PROVIDED TEXT: Begin
The Thymelaeaceae // are a cosmopolitan family of flowering plants composed of 50 genera (listed below) and 898 species. It was established in 1789 by Antoine Laurent de Jussieu. The Thymelaeaceae are mostly trees and shrubs, with a few vines and herbaceous plants.
This is not intended as a full botanical description, but only as a few notes on some of the conspicuous or unusual traits of the family when Tepuianthus is excluded. The bark is usually shiny and fibrous. Attempts to break the stem often result in a strip of bark peeling down the side. The number of stamens is usually once or twice the number of calyx lobes. If twice, then they often occur in two well separated series. Exceptions include Gonystylus, which may have up to 100 stamens, and Pimelea, which has only 1 or 2. The floral tube appears to be a calyx or corolla, but is actually a hollow receptacle. This feature is probably unique to Thymelaeaceae. The sepals are mounted on the rim of the floral tube. Stamens may be mounted on the rim or inside. What appear to be petals are actually stipular appendages of the sepals. The fruit is a 1-seeded berry or an achene. The 1-seeded berries have often been mistaken for drupes whenever the seed coat was mistaken for an endocarp.
When using a key to the families of flowering plants, Thymelaeaceae are often difficult or impossible to recognize because of equivocal interpretation of the flower parts. Sepals, petals, and staminodes are hard to distinguish, and many keys are ambiguous about whether staminodes should be counted as stamens. Moreover, in Wikstroemia, individual plants often produce anomalous flowers. In these, the nonfunctional organs are much deformed and bear little resemblance to the parts that they represent.
A good collection of pictures of plants in this family has appeared in a scientific paper.
The family is named for the genus Thymelaea, the name of which is a combination of the Greek name for the herb thyme θύμος (thúmos) and that for the olive ἐλαία (elaía) - in reference to its thyme-like foliage (i.e. minuscule leaves) and olive-like fruit.
Unlike most recent authors, who recognize four subfamilies, B.E. Herber has divided Thymelaeaceae into two subfamilies. He has retained the subfamily Gonostyloideae, but renamed it Octolepidoideae. The other three traditional subfamilies (Synandrodaphnoideae, Aquilarioideae, and Thymelaeoideae) were combined into a Thymelaeoideae s.l.(sensu lato), and reduced to tribal rank, as Synandrodaphneae, Aquilarieae, and Daphneae, respectively. No tribes were designated in subfamily Octolepidoideae, but it was provisionally divided into two informal groups, the Octolepis group and the Gonystylus group. Likewise, no subtribes were designated in the tribe Daphneae, but it was informally divided into four groups: the Linostoma group, the Daphne group, the Phaleria group, and the Gnidia group. The 45 genera recognized by Herber are grouped as follows. Three genera in Daphneae were placed incertae sedis (not assigned to any particular group or in a separate group by themselves).
PROVIDED TEXT: End
EXTRACTED DATA: Begin
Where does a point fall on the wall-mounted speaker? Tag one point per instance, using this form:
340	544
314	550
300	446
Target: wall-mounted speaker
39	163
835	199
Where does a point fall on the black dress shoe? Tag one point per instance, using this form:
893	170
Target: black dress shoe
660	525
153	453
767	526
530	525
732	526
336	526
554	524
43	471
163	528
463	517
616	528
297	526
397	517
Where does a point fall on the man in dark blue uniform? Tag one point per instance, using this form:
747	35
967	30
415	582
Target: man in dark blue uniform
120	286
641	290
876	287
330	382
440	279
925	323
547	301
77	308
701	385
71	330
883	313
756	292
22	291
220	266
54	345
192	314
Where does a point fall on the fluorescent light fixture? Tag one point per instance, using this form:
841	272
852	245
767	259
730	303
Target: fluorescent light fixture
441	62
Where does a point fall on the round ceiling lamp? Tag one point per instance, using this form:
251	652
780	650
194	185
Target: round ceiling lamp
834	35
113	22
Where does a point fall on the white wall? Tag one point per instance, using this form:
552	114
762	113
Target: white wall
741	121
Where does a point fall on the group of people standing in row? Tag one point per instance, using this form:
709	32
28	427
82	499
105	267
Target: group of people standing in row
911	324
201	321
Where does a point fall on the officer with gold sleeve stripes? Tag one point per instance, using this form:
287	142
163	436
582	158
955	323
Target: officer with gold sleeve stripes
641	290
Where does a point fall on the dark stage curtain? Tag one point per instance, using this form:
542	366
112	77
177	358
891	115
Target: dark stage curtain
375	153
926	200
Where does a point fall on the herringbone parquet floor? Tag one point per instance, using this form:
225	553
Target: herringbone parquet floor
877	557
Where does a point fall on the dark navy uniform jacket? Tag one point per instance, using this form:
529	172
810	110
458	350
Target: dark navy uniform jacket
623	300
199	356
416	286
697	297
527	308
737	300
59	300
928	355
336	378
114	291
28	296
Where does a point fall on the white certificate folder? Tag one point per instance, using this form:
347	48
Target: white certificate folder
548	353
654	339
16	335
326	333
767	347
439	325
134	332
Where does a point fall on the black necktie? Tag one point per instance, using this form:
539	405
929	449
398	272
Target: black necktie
EXTRACTED DATA: End
[GOAL OF THE EXERCISE]
Name the four informal groups into which the Thymelaeaceae text says B.E. Herber divided the tribe Daphneae.

[PROBLEM SOLUTION]
Linostoma group, Daphne group, Phaleria group, Gnidia group